++++ FRAGMENTO SELECCIONADO

Es evidente que, como antes Trump (con el comandante iraní Soleimani) y Obama (Bin Laden), el presidente Biden tiene ya su trofeo, por cuya cabeza el Pentágono ofrecía 25 millones de dólares.
Pero tampoco es menos cierto que Ayman al-Zawahiri era una pieza de caza menor, para nada comparable con la de su correligionario y líder de la red yihadista Al-Qaeda.
Y no solo por su precario estado de salud –se le ha dado muchas veces por muerto y ya tenía 71 años–. De hecho, era un secreto a voces que vivía en los últimos años en la indómita frontera entre Afganistán y Pakistán y la propia ONU le había ubicado en Kabul tras el regreso al poder el año pasado de los talibán.
El egipcio Al-Zawahiri tuvo que hacerse cargo de la red tras la muerte en 2011 en una operación especial estadounidense en Pakistán de Osama Bin Laden, con quien cofundó Al Qaeda.
Pero nunca fue un hombre de acción; al contrario, era un ideólogo y erudito en cuestiones teológicas, aunque sus biógrafos le presentan como muy interesado en cuestiones de política internacional.
Hijo de una familia burguesa acomodada –su padre fue un médico reputado y su abuelo un gran teólogo de la Mezquita de Al-Azhar, principal centro espiritual musulmán de Egipto y uno de los más reputados del islam– él mismo estudiaría medicina y se convertiría en cirujano. Y bebió desde niño las convicciones religiosas.
A los quince años militaba ya en los Hermanos Musulmanes y sufrió la represión gubernamental contra la cofradía islamista.
La represión y la paralela radicalización de sectores de la cofradía provocó el surgimiento del grupo armado egipcio Yihad Islámica, al que se integró Al-Zawahiri y que reivindicaría en 1981 el magnicidio del presidente egipcio Anuar el-Sadat.
Al-Zawahiri fue detenido y purgó tres años en prisión. Tras ser liberado, comenzó un periplo que le llevó de Arabia Saudí, cuna del wahabismo –corriente rigorista y arcaica del islam–, a Peshawar (Pakistán), donde en 1985 se encontró por primera vez con Osama Bin Laden, del que se convertiría en su segundo y su médico personal.
Ambos fundaron entonces Al-Qaeda, la red que coordinaba a los combatientes árabes y musulmanes que llegaron a Afganistán para luchar contra la invasión soviética, y que contó con el apoyo del servicio secreto paquistaní y con la –como mínimo– aquiescencia de la CIA.
Desde entonces la vida de ‘El Egipcio’, como le llamaban sus correligionarios, estará ligada a la red y a Bin Laden, con quien compartirá la misma suerte hasta el final.

++++++++

* **EJERCICIOS POR RESOLVER**
**1.** Duplica sin cambios el fragmento del texto sobre Al-Zawahiri que empieza en "El egipcio Al-Zawahiri" y termina en "la cofradía islamista.".
**2.** Prosigue el texto sobre Al-Zawahiri a partir de su última oración.

++++ DATOS DE ENTRADA

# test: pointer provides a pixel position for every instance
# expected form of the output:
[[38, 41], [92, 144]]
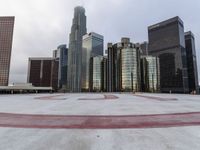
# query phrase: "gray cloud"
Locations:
[[41, 25]]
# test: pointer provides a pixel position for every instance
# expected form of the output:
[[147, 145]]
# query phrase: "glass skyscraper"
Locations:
[[123, 66], [62, 55], [6, 37], [166, 40], [75, 50], [92, 47], [96, 74], [150, 74], [191, 62]]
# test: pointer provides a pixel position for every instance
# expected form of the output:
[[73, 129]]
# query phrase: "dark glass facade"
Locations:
[[78, 29], [166, 40], [43, 72], [144, 48], [191, 62], [92, 47], [96, 74], [123, 66], [150, 74], [62, 55], [6, 37]]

++++++++

* **RESPUESTAS NUMERADAS**
**1.**
El egipcio Al-Zawahiri tuvo que hacerse cargo de la red tras la muerte en 2011 en una operación especial estadounidense en Pakistán de Osama Bin Laden, con quien cofundó Al Qaeda.
Pero nunca fue un hombre de acción; al contrario, era un ideólogo y erudito en cuestiones teológicas, aunque sus biógrafos le presentan como muy interesado en cuestiones de política internacional.
Hijo de una familia burguesa acomodada –su padre fue un médico reputado y su abuelo un gran teólogo de la Mezquita de Al-Azhar, principal centro espiritual musulmán de Egipto y uno de los más reputados del islam– él mismo estudiaría medicina y se convertiría en cirujano. Y bebió desde niño las convicciones religiosas.
A los quince años militaba ya en los Hermanos Musulmanes y sufrió la represión gubernamental contra la cofradía islamista.

**2.**
A su sombra, y tras la retirada soviética, Al-Zawahiri le acompañó a su exilio en Sudán después de que Bin Laden fuera expulsado de Arabia Saudí.
Tras la muerte en 1997 en atentado de Abdulah Azzam, mentor religioso de Bin Laden, se convirtió en el ideólogo de Al-Qaeda, lo que le llevó a ser inculpado por ordenar los atentados en 1998 contra las embajadas estadounidenses en Tanzania y Kenia y los ataques del 11-S junto con Bin Laden.
Tras la muerte de este en 2011, Al-Zawahiri tomó el mando de la organización, que se vio obligada a descentralizarse en una red con muchas ramas pero sin un liderazgo central, debilitada por las sucesivas pérdidas de sus comandantes y por la competencia del Estado Islámico (ISIS) en el liderazgo del yihadismo mundial.
No obstante, la debilidad del liderazgo propio de Al-Zawahiri y su flexibilidad para aceptar el funcionamiento autónomo de sus franquicias ha sido a la vez el gran éxito de su macabra gestión.
Y no le faltaba experiencia. EEUU le adjudicó la dirección desde la distancia del grupo armado ‘Las Vanguardias de la Conquista’, que reivindicó la matanza de 59 turistas en Luxor (Egipto), en 1997.
Al-Zawahiri deja como legado haber mantenido viva a Al-Qaeda en un momento crítico. Y haber multiplicado sus franquicias desde el Magreb hasta Afganistán, pasando por Somalia, Yemen, Siria e Irak.
Los expertos aseguran que ya tiene sucesor, egipcio para más señas y en su día teniente coronel de las Fuerzas Especiales, Said al-Adel.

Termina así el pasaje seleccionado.